- WHAT IS ASKED
Please reproduce without changes the lines of the material below, from the line containing "Kindly outline every instance of the <item>chrome" through the line containing "88], [192, 88]]", both ends included.

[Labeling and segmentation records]

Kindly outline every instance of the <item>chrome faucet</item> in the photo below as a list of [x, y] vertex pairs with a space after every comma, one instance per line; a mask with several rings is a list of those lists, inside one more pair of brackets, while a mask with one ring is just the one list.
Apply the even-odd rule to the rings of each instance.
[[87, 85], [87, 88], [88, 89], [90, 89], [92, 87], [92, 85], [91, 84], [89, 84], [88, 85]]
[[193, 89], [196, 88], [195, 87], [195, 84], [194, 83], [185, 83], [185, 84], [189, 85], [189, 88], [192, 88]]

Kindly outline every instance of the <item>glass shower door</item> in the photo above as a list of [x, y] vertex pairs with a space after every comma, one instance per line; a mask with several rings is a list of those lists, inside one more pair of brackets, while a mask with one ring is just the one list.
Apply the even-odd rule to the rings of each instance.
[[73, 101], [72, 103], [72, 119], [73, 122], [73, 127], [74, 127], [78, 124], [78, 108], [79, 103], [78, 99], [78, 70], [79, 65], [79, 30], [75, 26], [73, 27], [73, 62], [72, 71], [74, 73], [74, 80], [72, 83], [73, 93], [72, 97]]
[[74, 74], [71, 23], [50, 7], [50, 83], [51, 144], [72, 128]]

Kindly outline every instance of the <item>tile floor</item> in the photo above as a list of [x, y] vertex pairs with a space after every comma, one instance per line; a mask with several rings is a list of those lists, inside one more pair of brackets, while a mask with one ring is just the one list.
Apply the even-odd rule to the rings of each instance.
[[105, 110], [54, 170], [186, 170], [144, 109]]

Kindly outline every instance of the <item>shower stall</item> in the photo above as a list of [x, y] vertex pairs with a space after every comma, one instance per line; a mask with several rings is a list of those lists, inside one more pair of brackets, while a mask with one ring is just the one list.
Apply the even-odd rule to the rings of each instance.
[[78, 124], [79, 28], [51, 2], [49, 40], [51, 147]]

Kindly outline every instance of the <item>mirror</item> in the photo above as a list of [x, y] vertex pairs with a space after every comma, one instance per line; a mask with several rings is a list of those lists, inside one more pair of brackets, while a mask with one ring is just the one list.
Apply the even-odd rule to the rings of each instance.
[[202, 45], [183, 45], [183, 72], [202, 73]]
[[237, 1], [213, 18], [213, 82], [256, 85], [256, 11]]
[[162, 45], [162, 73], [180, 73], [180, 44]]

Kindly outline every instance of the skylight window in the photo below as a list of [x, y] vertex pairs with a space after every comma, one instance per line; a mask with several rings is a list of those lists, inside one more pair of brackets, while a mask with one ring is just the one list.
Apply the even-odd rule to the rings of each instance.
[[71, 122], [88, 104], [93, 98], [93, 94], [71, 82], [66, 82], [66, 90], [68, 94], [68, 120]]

--

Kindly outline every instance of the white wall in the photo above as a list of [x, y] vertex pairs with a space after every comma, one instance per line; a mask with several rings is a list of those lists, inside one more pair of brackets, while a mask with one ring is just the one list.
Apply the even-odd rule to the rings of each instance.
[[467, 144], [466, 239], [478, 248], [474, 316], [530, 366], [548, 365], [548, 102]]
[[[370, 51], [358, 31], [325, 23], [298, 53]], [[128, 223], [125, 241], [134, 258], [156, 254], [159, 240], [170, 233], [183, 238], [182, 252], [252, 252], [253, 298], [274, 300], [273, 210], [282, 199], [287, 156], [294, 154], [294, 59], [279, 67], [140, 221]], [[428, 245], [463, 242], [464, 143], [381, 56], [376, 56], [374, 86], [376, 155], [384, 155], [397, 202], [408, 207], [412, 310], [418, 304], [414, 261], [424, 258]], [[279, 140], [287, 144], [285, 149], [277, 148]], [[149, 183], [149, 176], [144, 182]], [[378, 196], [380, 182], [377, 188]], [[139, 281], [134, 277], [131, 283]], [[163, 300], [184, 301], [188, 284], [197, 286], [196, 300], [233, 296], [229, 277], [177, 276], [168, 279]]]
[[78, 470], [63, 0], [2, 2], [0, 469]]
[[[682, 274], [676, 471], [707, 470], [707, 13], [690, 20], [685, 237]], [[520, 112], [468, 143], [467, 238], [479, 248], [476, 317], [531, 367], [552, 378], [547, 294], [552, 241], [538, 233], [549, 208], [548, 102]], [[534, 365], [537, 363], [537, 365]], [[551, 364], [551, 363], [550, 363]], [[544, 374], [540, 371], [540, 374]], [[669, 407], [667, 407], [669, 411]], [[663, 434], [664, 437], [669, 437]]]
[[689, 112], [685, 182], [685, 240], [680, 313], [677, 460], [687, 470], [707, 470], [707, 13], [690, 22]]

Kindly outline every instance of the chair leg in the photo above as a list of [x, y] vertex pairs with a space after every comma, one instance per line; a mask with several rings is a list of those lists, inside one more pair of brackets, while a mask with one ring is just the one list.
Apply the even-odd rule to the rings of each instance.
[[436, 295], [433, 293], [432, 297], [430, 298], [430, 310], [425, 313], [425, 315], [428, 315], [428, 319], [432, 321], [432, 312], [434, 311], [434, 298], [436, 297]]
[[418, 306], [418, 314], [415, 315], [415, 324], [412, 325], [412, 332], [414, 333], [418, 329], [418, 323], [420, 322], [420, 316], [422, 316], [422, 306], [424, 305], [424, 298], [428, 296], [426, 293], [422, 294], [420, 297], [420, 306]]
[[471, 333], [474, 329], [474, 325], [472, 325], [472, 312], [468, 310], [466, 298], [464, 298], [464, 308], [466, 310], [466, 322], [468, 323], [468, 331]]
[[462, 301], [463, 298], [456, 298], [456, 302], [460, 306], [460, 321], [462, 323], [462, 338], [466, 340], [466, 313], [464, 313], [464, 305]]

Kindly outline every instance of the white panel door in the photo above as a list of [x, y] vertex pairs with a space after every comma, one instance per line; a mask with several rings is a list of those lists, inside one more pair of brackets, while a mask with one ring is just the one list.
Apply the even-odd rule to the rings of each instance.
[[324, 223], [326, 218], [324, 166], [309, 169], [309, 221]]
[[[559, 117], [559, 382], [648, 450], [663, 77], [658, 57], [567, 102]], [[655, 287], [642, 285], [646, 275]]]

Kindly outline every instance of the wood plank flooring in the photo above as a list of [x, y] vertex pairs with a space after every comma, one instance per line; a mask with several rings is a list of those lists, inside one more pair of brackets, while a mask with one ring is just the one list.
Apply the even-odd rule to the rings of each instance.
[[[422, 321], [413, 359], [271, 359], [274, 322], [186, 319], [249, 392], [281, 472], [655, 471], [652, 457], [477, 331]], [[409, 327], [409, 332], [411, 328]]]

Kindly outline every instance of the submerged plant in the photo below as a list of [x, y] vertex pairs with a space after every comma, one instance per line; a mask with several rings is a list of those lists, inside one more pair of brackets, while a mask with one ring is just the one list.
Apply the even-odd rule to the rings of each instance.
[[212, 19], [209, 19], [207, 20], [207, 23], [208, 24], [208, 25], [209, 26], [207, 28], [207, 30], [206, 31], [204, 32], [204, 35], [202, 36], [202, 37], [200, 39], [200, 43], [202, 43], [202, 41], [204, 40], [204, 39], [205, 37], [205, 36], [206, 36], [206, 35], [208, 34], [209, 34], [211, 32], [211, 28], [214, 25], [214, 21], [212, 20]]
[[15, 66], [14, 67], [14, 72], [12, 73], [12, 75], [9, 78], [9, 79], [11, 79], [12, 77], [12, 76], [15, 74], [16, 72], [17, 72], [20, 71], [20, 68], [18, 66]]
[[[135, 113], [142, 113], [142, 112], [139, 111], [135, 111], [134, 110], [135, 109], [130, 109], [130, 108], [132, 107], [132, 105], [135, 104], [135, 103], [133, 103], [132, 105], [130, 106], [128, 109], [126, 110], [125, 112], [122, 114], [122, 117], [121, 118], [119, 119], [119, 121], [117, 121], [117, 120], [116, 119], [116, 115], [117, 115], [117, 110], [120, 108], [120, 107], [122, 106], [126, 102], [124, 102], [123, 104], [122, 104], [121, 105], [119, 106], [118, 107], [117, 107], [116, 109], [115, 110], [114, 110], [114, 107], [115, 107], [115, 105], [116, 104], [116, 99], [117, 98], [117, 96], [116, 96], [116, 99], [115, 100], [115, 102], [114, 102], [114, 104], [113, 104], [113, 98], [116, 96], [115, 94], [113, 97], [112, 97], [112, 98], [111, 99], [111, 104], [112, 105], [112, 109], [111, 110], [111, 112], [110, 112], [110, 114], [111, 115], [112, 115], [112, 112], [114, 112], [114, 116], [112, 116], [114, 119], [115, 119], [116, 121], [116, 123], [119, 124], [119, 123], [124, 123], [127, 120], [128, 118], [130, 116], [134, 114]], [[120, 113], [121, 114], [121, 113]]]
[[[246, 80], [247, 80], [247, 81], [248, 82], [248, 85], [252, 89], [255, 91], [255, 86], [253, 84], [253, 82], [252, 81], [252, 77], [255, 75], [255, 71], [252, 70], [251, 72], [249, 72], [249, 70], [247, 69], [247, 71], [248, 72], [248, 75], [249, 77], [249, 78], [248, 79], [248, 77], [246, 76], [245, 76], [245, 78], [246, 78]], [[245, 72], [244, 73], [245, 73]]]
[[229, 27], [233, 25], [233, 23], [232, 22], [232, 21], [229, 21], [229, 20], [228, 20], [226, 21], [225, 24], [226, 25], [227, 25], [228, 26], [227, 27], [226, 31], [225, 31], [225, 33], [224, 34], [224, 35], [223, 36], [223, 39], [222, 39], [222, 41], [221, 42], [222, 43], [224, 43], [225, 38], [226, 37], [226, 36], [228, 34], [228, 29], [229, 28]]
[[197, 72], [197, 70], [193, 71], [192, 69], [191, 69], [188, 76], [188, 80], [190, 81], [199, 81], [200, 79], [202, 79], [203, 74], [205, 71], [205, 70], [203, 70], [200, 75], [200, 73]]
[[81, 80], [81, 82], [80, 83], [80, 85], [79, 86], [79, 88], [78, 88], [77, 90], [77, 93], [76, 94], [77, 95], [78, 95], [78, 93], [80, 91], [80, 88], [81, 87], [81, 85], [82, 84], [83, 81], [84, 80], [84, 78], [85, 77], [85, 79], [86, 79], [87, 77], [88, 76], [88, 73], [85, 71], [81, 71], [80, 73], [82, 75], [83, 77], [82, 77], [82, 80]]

- RESPONSE
Kindly outline every instance of the <item>chrome faucet</item> in the photo below as a list of [x, y] vertex pairs with a space after every comma, one instance per line; a mask with several rings is a list of those lists, inside one more pair of brackets, while a mask with one ring is just the one list.
Apply the even-odd rule to the rings of each instance.
[[87, 85], [87, 88], [88, 89], [90, 89], [92, 87], [92, 85], [91, 84], [89, 84], [88, 85]]
[[193, 89], [196, 88], [195, 87], [195, 84], [194, 83], [185, 83], [185, 84], [189, 85], [189, 88], [192, 88]]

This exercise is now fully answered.